The problem. Beneath this task are records; print exactly the stretch of them from the line with "Question. Identify every instance of the wooden beam" through the line with "Question. Identify every instance of the man wearing", both ends included.
[Input material]
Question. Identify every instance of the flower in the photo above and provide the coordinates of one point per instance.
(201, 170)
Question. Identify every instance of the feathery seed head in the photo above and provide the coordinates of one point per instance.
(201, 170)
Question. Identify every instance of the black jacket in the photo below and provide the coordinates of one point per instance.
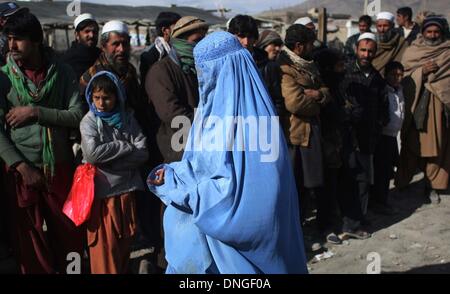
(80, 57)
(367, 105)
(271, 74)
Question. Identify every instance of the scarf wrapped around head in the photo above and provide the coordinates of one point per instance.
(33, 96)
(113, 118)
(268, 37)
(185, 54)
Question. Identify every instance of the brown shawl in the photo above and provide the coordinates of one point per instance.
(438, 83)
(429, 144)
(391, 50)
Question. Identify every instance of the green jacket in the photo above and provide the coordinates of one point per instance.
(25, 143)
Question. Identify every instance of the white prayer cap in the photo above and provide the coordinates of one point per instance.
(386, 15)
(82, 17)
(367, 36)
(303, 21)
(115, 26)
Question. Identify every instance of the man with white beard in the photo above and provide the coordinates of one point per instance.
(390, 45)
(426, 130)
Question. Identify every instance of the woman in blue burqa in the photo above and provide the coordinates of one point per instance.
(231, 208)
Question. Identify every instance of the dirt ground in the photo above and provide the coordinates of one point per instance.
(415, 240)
[/Input material]
[Input material]
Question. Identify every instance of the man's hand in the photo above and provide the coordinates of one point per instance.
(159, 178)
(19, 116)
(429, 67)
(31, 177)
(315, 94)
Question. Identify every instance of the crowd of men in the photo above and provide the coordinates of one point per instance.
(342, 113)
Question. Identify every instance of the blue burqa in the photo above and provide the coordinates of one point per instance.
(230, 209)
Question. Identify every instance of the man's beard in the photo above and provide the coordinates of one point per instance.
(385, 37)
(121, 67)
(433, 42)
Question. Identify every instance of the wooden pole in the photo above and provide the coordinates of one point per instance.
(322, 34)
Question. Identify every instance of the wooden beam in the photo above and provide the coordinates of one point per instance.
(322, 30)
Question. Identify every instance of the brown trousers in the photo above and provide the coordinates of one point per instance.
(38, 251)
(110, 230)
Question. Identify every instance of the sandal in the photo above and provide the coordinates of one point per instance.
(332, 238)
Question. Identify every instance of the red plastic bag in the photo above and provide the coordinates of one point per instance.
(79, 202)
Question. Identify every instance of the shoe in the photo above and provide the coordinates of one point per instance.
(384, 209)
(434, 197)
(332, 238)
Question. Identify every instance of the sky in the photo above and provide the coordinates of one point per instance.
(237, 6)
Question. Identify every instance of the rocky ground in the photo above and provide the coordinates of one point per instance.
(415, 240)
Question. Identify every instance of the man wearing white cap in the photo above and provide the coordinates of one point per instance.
[/Input material]
Final answer.
Question. Identify every instance of the wooden beam in the photo above and provide the coordinates of one point per instance.
(322, 30)
Question. Identify every instance of the brown trousers in the photo above and provide the coordinates of one point per instance.
(38, 251)
(110, 230)
Question. Identify every instance of the sandal in the photo above and provide the coordinates of one point per instance.
(332, 238)
Question. Identify every instance of the red plastic bag in the photo above and provide the coordinates of one point per instance.
(79, 202)
Question. Identify every instance of the shoe in the photo above and provide the coordinates of one point per instance.
(384, 209)
(434, 197)
(332, 238)
Question. Identify every instance of the sky in the photo above and provide the coordinates of one point per instance.
(237, 6)
Question. Identify every instance of the rocky ground in the photo above and provide the coordinates of one point per instance.
(415, 240)
Question. Identify every instance of the man wearing white cap in the photo above and provide the coordinates of one point per instance.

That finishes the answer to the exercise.